(Collected data)
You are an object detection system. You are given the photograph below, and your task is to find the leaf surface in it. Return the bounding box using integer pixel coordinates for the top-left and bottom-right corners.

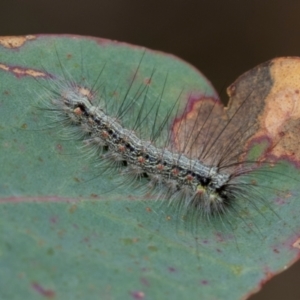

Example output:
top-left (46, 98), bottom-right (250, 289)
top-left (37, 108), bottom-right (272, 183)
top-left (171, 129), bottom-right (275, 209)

top-left (0, 35), bottom-right (299, 300)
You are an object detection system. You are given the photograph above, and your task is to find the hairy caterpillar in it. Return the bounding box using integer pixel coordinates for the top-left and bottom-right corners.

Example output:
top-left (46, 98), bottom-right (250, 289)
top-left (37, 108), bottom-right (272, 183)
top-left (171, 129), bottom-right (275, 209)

top-left (30, 37), bottom-right (298, 230)
top-left (1, 35), bottom-right (299, 233)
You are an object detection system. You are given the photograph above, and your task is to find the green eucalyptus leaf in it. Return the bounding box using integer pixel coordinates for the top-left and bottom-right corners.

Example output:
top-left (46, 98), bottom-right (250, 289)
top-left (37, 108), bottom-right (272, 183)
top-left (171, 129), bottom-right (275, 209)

top-left (0, 35), bottom-right (299, 300)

▶ [What needs to be done]:
Collect the complete line wherever the string "task" appears in the records.

▶ [Exercise answer]:
You are an object detection system. You are given the photograph below, and your task is to find the leaf surface in it. Return the bounding box using integer pixel coordinates for the top-left and bottom-right corners.
You are an object detection system. You are given the photograph above, and your task is to find the hairy caterpillar in it. Return the bounding box using integer pixel coordinates for the top-left and bottom-right corners.
You are an object detection system. You are given the photograph above, and your task is to find the green eucalyptus leaf in it. Return the bounding box using integer pixel coordinates for the top-left and bottom-right corners.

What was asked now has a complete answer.